Recast each line of the listing below as a row in a Markdown table with the columns "Row" and "Line Text", numbering the rows in order and omitting blank lines. Leave the pictures out of the table.

>> Start RECORD EXCERPTS

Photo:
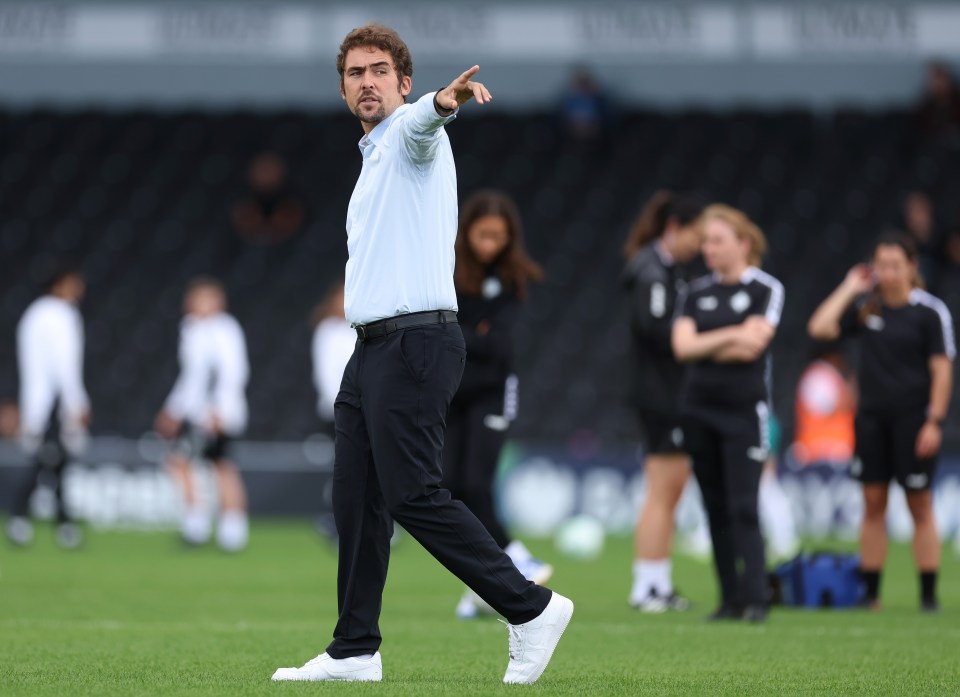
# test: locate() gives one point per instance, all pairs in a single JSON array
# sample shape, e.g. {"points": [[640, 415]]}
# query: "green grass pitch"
{"points": [[134, 614]]}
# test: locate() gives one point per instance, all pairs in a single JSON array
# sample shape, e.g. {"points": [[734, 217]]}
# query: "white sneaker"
{"points": [[654, 603], [532, 643], [324, 667], [20, 531]]}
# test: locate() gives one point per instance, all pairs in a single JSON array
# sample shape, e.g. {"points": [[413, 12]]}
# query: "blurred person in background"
{"points": [[725, 323], [270, 211], [664, 237], [584, 108], [9, 420], [331, 347], [491, 277], [54, 407], [907, 347], [921, 226], [938, 112], [206, 410]]}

>> End RECORD EXCERPTS

RESPONSE BELOW =>
| Row | Line Text |
|---|---|
| 1 | Photo: |
| 2 | # test: locate() gives one point per instance, all pairs in a single JSON array |
| 3 | # sample shape, e.g. {"points": [[640, 415]]} |
| 4 | # query: "green grass pitch" |
| 5 | {"points": [[134, 614]]} |
| 6 | # test: locate() gives one point per instance, all pairs in a single JSON array |
| 7 | # sample shape, e.g. {"points": [[734, 217]]} |
| 8 | # query: "white sneaker" |
| 9 | {"points": [[654, 603], [532, 643], [324, 667], [20, 531]]} |
| 10 | # test: locate() gives one point per instance, all pairs in a single JSON array |
| 11 | # sample shape, e.g. {"points": [[413, 12]]} |
| 12 | # query: "blurred person in background" |
| 13 | {"points": [[725, 323], [270, 211], [664, 237], [584, 108], [9, 420], [331, 347], [491, 277], [54, 407], [907, 347], [921, 226], [938, 112], [206, 410]]} |